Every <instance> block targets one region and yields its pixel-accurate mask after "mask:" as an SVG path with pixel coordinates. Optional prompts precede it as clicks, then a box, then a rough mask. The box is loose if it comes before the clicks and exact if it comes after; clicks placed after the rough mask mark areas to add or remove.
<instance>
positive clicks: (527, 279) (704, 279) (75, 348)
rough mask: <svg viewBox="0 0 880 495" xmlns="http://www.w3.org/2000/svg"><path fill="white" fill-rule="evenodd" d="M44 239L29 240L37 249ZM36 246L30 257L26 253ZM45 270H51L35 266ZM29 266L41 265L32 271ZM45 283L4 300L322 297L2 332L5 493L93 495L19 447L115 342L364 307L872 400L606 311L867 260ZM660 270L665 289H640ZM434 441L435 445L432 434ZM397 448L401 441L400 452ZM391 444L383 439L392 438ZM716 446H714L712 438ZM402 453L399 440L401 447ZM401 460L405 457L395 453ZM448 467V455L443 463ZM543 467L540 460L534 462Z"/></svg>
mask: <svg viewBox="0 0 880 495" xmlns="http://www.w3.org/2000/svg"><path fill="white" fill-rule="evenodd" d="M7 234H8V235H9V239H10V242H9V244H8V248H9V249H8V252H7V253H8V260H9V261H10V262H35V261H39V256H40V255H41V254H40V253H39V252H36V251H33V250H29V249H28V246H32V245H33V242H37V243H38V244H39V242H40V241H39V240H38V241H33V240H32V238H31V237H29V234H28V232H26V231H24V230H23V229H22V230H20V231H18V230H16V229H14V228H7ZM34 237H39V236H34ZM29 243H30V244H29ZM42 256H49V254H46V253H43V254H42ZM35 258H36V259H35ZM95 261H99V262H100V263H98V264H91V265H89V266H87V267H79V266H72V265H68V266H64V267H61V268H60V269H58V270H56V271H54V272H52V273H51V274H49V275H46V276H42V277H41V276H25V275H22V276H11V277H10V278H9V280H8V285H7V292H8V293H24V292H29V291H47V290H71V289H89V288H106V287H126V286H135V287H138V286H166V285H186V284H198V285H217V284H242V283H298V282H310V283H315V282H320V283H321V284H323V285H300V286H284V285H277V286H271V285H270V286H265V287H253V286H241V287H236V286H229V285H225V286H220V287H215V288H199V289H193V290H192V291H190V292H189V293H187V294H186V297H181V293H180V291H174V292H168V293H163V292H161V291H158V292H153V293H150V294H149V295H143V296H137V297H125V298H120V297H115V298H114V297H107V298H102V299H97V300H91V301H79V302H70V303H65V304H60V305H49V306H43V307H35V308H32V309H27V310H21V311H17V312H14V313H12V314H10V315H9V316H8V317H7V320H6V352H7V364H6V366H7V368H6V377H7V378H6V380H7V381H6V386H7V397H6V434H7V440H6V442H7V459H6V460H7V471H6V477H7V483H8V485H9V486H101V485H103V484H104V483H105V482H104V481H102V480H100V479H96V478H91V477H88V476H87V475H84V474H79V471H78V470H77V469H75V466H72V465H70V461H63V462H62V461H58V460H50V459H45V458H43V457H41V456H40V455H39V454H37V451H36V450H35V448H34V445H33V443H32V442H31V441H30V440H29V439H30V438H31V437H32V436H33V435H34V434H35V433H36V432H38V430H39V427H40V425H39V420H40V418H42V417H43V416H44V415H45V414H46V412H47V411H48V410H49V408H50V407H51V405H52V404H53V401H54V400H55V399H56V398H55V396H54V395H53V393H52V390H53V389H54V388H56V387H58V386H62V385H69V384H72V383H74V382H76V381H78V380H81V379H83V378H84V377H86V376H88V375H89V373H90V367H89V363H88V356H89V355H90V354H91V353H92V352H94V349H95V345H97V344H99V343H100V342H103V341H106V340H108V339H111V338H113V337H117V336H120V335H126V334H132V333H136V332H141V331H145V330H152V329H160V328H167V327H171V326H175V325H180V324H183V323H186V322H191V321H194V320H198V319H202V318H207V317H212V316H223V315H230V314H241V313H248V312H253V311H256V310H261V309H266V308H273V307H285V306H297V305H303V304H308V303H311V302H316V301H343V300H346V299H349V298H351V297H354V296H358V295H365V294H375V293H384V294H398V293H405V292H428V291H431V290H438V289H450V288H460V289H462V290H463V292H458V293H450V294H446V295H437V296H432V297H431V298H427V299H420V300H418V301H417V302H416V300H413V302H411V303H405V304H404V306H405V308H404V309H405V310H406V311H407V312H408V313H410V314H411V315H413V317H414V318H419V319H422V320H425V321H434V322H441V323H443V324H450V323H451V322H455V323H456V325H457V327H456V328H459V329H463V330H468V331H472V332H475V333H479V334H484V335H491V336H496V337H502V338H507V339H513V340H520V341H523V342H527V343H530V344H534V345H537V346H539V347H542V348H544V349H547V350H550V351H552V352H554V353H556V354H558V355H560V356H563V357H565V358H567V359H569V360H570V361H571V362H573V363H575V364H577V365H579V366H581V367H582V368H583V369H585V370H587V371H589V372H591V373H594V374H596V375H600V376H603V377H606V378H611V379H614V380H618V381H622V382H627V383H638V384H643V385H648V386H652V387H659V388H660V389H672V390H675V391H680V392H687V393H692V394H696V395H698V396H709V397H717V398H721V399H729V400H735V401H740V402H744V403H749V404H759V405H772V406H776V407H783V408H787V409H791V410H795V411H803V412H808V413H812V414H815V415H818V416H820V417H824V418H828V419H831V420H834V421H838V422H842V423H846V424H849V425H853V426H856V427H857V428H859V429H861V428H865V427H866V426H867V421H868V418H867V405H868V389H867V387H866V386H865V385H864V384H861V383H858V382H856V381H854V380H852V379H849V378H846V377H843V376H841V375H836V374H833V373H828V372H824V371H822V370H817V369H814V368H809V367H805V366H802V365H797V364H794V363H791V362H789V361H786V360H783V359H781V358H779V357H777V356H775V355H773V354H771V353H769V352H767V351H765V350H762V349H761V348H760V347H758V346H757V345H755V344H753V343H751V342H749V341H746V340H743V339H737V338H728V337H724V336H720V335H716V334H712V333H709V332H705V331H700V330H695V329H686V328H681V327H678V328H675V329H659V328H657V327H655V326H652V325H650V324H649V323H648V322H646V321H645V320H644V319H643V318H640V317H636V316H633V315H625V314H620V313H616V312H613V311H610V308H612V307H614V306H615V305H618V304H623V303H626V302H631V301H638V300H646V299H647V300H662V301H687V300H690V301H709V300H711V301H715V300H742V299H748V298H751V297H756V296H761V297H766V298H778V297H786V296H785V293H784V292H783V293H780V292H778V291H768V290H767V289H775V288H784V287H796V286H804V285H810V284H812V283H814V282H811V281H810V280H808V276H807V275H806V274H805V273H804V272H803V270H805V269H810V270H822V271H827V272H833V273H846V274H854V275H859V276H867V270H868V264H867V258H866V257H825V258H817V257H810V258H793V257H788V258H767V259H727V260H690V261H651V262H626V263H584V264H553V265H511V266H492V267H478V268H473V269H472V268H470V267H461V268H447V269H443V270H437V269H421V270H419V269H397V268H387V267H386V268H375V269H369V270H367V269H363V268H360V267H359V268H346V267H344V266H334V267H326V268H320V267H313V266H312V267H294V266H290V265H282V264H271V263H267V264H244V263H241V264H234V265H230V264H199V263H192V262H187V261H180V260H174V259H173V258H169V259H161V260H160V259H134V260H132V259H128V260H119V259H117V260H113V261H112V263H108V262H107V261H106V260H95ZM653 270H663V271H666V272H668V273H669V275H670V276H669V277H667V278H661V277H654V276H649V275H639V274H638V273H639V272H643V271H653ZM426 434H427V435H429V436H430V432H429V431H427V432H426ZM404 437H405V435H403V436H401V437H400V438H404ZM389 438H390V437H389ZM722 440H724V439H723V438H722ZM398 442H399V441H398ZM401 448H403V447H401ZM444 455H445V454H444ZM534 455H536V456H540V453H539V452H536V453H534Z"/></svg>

Work instructions — Please rewrite the rows, starting at the first row and ending at the line that contains "positive clicks: (527, 279)", with every "box" changed to "bounding box" and all else left as is.

Solution to this exercise —
Every <instance> block targets one region and yields its pixel-accurate mask after "mask:" as an SVG path with pixel coordinates. Optional prompts precede it as clicks, then a bounding box, then a rough mask. The bounding box is loose if it comes before the clicks and exact if it comes after; clicks placed after the rough mask mark areas to add or remove.
<instance>
positive clicks: (527, 279) (704, 279) (75, 348)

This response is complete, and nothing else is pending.